TEXT SEGMENT:
━━━━━━━━━━━━━━━━

Red Deer-North
- Red Deer-North within the City of Red Deer, 2017 boundaries

Provincial electoral district
- Legislature: Legislative Assembly of Alberta
- MLA: Adriana LaGrange United Conservative
- District created: 1986
- First contested: 1986
- Last contested: 2023

= Red Deer-North =

Provincial electoral district in Alberta, Canada

Red Deer North is a provincial electoral district in Alberta, Canada. The district is mandated to return a single member to the Legislative Assembly of Alberta using the first past the post method of voting. The district was created in the 1986 boundary redistribution. It was an all-urban district, until the 2004 boundary re-distribution. The constituency was expanded to include a small area outside the city limits, including the nearby town of Blackfalds. The constituency now only fits within the city limits of Red Deer.

The district has historically tilted toward the right, like Red Deer as a whole. It had been a Progressive Conservative stronghold since it was created, however in the 2015 provincial election, the seat was won by NDP candidate Kim Schreiner. The riding returned to its conservative ways in 2019, when Adriana LaGrange won it for the United Conservative Party.

==History==
The electoral district was created in the 1985 boundary redistribution from the Red Deer provincial electoral district. The city of Red Deer had been contained in a single electoral district since 1888 when it first started returning members to the Legislative Assembly of the Northwest Territories. The city was split into North and Red Deer-South.

By 1996, Red Deer-North had a population of 29,115.

The 2010 boundary redistribution saw adjustments made to Red Deer-North to give portions of the constituency that were outside of the city of Red Deer to Innisfail-Sylvan Lake to match the city boundary. The border with Red Deer-South was also adjusted to equalize the population between the two constituencies.

===Boundary history===

71 Red Deer-North 2003 boundaries
Bordering districts
| North | East | West | South |
| Lacombe-Ponoka | Lacombe-Ponoka | Innisfail-Sylvan Lake, Lacombe-Ponoka, | Innisfail-Sylvan Lake, Red Deer-South |
| riding map goes here |  | map in relation to other districts in Alberta goes here |  |
Legal description from the Statutes of Alberta 2003, Electoral Divisions Act.

━━━━━━━━━━━━━━━━

ENTRIES SHOWN:
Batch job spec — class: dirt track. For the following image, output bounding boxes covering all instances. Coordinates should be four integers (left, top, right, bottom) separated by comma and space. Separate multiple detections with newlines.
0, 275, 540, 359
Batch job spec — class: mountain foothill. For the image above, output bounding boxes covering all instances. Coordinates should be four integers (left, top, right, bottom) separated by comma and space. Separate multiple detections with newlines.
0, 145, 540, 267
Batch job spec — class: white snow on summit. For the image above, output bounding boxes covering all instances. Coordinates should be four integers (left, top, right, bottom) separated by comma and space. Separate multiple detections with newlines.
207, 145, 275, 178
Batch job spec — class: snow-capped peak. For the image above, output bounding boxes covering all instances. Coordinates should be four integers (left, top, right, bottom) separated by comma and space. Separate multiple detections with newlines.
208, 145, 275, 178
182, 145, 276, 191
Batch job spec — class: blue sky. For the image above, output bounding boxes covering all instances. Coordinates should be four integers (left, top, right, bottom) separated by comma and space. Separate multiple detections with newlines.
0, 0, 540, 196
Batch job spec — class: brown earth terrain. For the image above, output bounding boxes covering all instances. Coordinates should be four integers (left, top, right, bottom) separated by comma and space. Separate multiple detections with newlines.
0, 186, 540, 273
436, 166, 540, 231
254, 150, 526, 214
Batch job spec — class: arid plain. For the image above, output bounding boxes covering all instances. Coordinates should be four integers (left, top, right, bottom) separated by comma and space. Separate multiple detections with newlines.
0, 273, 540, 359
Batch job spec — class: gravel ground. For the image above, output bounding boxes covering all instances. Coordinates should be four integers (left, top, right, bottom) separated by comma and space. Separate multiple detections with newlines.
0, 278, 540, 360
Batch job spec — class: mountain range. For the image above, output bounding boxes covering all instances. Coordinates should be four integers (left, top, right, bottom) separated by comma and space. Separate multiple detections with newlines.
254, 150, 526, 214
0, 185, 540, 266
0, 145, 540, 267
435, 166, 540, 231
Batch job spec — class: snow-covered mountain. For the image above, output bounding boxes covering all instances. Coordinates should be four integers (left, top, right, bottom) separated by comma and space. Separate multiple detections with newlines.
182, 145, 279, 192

━━━━━━━━━━━━━━━━

EXERCISE SET:
a) Please repeat the Red Deer-North article between "The district has" and "and Red Deer-South.", inclusive, swapping "stronghold" for "bastion".
b) Answer these on the Red Deer-North article:
(i) Which candidate won the seat in the 2015 provincial election?
(ii) What was the district's population by 1996?
(iii) In the 2010 boundary redistribution, which constituency received the portions of Red Deer-North outside the city?
c) Extend the Red Deer-North article past its final line.
None of this work draws on the items.

RESULTS OF THE EXERCISE:
a)
The district has historically tilted toward the right, like Red Deer as a whole. It had been a Progressive Conservative bastion since it was created, however in the 2015 provincial election, the seat was won by NDP candidate Kim Schreiner. The riding returned to its conservative ways in 2019, when Adriana LaGrange won it for the United Conservative Party.

==History==
The electoral district was created in the 1985 boundary redistribution from the Red Deer provincial electoral district. The city of Red Deer had been contained in a single electoral district since 1888 when it first started returning members to the Legislative Assembly of the Northwest Territories. The city was split into North and Red Deer-South.

b)
(i) Kim Schreiner, of the NDP
(ii) 29,115
(iii) Innisfail-Sylvan Lake

c)
Starting at the intersection of the east boundary of Rge. 28 W4 and the right bank of the Blindman River; then 1. downstream along the right bank of the Blindman River to its intersection with the right bank of the Red Deer River; 2. southeasterly along the right bank of the Red Deer River to the intersection with Highway 11; 3. west along Highway 11 to the east boundary of the City of Red Deer (Range Road 271); 4. south along Range Road 271 to its intersection with an extension of Ross Street (50 Street); 5. west along the extension and Ross Street to Taylor Drive; 6. northwest along Taylor Drive to the right bank of the Red Deer River; 7. upstream along the right bank to its intersection with the west Red Deer city boundary; 8. southwest and north along the City of Red Deer boundary to the north boundary of Twp. 38 (Highway 11A); 9. west along the north boundary of Twp. 38 (Highway 11A) to the east boundary of Rge. 28 W4; 10. north along the east boundary of Rge. 28 W4 to the starting point.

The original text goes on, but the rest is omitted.